··· Raw data
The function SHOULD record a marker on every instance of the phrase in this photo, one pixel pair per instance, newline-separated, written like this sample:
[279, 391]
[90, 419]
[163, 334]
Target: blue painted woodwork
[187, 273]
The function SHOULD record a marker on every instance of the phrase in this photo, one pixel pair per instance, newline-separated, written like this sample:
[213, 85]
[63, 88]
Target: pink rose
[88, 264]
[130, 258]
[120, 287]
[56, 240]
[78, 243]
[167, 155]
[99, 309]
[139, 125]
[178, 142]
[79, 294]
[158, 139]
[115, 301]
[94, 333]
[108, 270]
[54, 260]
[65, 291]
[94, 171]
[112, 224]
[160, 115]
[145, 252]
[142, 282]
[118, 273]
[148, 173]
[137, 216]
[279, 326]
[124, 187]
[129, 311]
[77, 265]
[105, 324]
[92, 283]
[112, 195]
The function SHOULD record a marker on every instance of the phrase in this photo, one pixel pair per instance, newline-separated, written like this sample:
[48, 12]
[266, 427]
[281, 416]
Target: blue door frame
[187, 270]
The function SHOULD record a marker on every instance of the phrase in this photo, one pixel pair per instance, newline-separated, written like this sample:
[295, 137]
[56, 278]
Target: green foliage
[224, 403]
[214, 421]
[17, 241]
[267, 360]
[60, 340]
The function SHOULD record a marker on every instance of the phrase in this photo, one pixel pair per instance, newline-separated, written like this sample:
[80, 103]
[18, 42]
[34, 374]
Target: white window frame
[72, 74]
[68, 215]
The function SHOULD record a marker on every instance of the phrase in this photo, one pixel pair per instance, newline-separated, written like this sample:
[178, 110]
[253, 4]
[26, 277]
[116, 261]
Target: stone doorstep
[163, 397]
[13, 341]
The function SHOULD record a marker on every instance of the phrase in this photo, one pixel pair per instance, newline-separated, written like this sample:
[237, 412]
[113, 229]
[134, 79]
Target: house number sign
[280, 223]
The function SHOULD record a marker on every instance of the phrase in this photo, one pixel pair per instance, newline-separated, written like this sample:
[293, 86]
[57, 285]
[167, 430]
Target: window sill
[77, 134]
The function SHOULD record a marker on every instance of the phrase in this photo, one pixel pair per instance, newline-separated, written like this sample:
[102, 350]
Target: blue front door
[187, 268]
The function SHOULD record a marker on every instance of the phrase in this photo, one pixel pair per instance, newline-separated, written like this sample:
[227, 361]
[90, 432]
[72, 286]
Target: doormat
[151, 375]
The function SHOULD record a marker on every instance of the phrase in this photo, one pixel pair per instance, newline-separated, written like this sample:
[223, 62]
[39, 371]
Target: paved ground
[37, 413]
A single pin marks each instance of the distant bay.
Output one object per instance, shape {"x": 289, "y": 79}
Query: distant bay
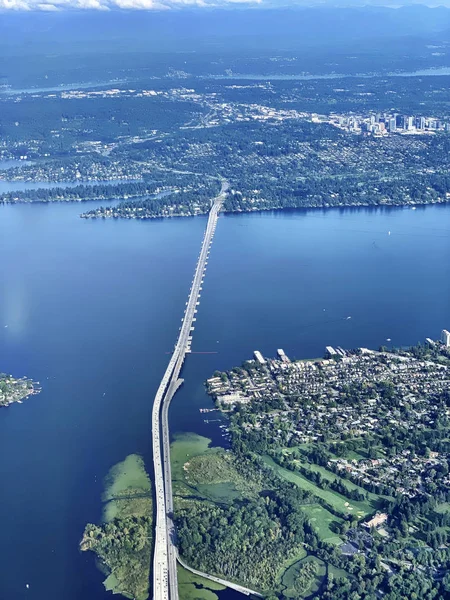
······
Every line in the records above that contains the word "distant" is to be copied out.

A single pin marks each instance of the distant bay.
Query: distant bay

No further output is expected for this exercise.